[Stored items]
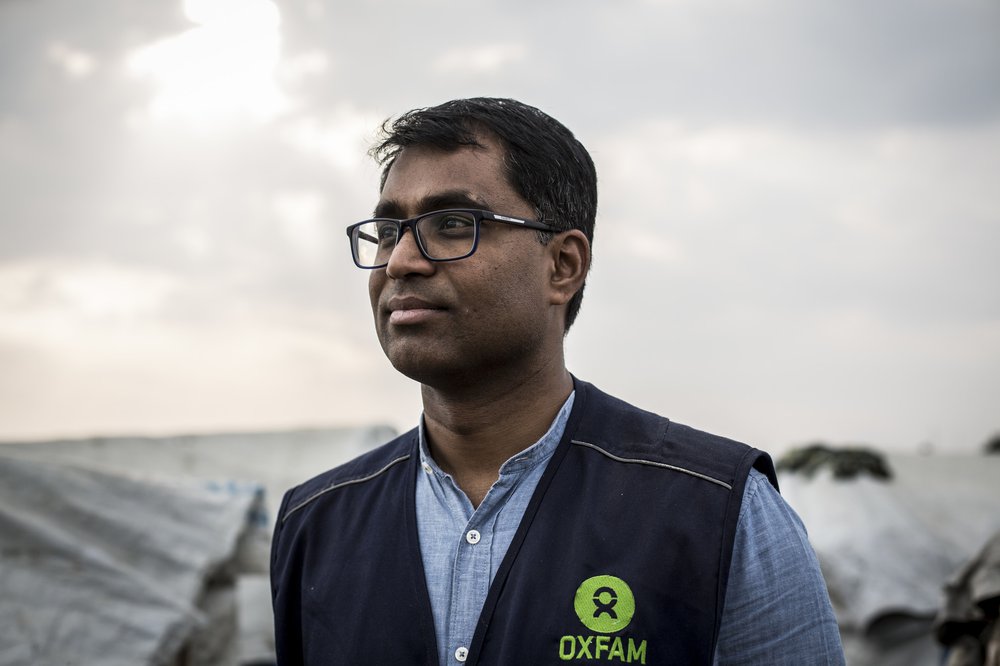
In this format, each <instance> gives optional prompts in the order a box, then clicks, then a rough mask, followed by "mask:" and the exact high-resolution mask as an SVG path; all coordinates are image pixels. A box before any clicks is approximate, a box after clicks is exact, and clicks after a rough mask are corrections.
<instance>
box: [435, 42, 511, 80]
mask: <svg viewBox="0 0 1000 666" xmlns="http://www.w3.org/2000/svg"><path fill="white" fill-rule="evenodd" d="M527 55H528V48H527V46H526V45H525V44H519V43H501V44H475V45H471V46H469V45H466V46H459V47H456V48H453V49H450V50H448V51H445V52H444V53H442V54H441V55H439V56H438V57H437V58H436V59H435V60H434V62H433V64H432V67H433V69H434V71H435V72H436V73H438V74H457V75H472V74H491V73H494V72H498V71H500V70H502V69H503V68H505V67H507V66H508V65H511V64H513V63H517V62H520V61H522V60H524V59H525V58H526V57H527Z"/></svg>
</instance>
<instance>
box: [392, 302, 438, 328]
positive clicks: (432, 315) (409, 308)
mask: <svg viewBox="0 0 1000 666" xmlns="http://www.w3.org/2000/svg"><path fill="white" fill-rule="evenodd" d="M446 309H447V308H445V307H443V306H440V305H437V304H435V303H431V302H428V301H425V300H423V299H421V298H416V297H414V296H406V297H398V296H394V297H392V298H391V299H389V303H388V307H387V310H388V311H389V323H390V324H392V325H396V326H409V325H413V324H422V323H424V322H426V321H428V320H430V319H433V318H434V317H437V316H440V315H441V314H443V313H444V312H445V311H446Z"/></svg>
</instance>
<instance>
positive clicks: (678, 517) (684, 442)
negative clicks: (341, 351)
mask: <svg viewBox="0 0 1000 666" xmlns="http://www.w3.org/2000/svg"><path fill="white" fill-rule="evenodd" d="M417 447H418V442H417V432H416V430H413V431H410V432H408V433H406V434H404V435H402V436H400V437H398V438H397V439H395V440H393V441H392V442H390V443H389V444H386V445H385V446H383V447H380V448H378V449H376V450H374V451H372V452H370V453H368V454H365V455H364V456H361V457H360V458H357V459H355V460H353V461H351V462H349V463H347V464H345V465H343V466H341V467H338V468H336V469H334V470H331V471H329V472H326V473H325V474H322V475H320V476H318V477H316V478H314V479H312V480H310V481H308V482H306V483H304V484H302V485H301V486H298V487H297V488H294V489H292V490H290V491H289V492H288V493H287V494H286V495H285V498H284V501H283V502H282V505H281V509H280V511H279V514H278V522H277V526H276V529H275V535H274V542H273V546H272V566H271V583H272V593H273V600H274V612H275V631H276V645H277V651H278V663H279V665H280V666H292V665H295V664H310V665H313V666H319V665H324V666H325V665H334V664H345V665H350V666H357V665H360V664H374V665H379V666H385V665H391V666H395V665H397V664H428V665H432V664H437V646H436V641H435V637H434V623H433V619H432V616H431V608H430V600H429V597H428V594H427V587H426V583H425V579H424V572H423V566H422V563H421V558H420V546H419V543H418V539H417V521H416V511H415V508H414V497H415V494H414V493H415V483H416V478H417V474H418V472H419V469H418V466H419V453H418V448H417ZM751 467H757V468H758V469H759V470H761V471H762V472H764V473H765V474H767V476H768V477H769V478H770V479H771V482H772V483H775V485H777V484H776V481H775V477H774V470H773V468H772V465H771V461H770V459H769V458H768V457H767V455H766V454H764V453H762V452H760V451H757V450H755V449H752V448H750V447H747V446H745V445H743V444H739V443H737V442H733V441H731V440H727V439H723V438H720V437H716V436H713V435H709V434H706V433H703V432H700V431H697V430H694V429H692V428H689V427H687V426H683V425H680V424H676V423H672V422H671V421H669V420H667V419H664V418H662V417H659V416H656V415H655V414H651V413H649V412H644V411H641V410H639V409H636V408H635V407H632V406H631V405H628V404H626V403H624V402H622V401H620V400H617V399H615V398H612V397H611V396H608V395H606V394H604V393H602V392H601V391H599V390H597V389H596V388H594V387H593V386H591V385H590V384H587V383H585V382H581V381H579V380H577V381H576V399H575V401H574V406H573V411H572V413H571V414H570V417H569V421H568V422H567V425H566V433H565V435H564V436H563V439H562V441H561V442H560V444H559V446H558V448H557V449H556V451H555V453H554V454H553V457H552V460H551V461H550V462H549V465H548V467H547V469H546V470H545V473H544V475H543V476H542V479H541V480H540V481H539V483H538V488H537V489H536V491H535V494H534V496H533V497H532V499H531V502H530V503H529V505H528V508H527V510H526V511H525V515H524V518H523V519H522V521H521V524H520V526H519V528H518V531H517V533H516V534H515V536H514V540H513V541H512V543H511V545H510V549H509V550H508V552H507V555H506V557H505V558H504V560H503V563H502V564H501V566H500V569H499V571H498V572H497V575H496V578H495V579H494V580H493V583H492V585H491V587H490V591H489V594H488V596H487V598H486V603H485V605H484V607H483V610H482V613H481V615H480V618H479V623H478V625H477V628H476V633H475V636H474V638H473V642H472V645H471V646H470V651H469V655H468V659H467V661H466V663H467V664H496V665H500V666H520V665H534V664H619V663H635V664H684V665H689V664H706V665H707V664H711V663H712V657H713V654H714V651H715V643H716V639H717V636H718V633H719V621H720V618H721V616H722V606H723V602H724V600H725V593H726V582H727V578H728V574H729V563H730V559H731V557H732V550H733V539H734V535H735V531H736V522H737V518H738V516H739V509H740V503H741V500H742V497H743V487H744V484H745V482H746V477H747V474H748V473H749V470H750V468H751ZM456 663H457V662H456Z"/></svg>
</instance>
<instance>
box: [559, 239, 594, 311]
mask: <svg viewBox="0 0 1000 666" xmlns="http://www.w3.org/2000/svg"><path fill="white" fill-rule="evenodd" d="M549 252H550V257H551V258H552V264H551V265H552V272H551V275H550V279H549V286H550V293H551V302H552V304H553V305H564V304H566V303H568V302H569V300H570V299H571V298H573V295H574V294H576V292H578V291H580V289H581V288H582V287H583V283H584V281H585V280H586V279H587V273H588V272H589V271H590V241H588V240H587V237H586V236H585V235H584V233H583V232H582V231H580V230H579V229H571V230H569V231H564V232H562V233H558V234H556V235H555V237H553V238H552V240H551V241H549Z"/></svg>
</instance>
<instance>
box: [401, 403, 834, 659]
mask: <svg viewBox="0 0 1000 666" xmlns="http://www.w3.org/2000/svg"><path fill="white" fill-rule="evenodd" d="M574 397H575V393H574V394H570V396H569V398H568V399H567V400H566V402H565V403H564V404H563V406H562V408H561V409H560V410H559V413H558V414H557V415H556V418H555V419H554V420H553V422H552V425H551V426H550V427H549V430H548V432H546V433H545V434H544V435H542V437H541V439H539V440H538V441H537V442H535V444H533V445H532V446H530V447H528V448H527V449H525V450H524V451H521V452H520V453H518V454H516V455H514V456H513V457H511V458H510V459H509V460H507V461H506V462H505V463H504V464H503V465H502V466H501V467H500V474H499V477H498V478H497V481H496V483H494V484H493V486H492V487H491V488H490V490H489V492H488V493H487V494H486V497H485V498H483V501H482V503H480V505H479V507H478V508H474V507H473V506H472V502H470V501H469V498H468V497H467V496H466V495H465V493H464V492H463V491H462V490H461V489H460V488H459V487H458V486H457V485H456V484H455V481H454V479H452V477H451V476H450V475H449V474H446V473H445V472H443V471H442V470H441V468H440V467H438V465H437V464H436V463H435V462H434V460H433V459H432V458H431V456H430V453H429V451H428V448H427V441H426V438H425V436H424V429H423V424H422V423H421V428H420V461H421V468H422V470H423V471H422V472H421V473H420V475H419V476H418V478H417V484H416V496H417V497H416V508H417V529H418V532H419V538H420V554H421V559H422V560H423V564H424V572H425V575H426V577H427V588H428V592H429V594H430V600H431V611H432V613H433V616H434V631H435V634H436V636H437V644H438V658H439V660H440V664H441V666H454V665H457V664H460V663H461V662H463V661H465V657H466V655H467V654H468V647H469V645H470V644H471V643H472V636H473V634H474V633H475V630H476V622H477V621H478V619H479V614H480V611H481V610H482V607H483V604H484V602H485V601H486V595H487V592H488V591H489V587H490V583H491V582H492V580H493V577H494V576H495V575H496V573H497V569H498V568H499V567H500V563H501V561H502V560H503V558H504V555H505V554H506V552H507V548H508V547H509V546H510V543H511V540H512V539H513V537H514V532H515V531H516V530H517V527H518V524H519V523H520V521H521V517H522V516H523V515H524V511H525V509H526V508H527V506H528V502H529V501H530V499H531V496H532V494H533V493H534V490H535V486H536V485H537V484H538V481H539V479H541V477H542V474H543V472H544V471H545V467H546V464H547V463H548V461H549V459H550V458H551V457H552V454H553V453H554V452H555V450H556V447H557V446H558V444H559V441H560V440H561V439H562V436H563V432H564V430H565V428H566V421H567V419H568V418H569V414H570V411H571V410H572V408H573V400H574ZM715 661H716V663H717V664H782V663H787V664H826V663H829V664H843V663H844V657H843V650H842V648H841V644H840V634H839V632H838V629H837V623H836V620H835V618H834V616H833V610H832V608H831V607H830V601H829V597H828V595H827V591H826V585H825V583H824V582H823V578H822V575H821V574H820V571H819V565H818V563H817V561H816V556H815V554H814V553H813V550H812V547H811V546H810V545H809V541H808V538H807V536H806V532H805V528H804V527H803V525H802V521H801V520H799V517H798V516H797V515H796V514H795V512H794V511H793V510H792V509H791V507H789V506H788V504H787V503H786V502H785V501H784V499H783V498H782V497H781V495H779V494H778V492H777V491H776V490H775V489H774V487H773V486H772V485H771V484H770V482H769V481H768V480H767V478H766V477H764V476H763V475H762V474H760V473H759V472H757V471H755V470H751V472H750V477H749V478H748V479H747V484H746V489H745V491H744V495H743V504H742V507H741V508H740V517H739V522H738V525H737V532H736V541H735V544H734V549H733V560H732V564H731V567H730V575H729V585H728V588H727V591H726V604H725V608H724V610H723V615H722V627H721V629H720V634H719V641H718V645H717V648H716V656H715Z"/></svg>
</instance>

- _Try it_: Could you reproduce the entries from their very start through the line that contains "negative clicks: (341, 351)", including that line? Leave the pictures out of your answer.

- _Response for this exercise_:
In this format, each <instance> gives optional prompts in the order a box, then clicks, then a rough mask, followed by "mask:" and the exact high-resolution mask as an SVG path; all coordinates are image pixels. A box before any clicks is approximate, a box after clicks is exact, and clicks after a rough mask are corrections.
<instance>
box: [435, 42, 511, 80]
mask: <svg viewBox="0 0 1000 666" xmlns="http://www.w3.org/2000/svg"><path fill="white" fill-rule="evenodd" d="M527 55H528V48H527V46H526V45H525V44H519V43H501V44H475V45H471V46H469V45H466V46H459V47H456V48H453V49H450V50H448V51H445V52H444V53H442V54H441V55H439V56H438V57H437V58H436V59H435V60H434V62H433V64H432V67H433V69H434V71H435V72H436V73H438V74H457V75H472V74H491V73H494V72H498V71H500V70H502V69H503V68H505V67H507V66H508V65H511V64H513V63H517V62H520V61H522V60H524V59H525V58H526V57H527Z"/></svg>
</instance>
<instance>
box: [392, 302, 438, 328]
positive clicks: (432, 315) (409, 308)
mask: <svg viewBox="0 0 1000 666" xmlns="http://www.w3.org/2000/svg"><path fill="white" fill-rule="evenodd" d="M446 309H447V308H445V307H443V306H440V305H437V304H435V303H431V302H428V301H425V300H423V299H421V298H416V297H414V296H406V297H398V296H394V297H392V298H391V299H389V303H388V307H387V310H388V311H389V323H390V324H392V325H396V326H409V325H413V324H422V323H424V322H426V321H428V320H430V319H433V318H434V317H437V316H440V315H441V314H443V313H444V312H445V311H446Z"/></svg>
</instance>
<instance>
positive clicks: (678, 517) (684, 442)
negative clicks: (341, 351)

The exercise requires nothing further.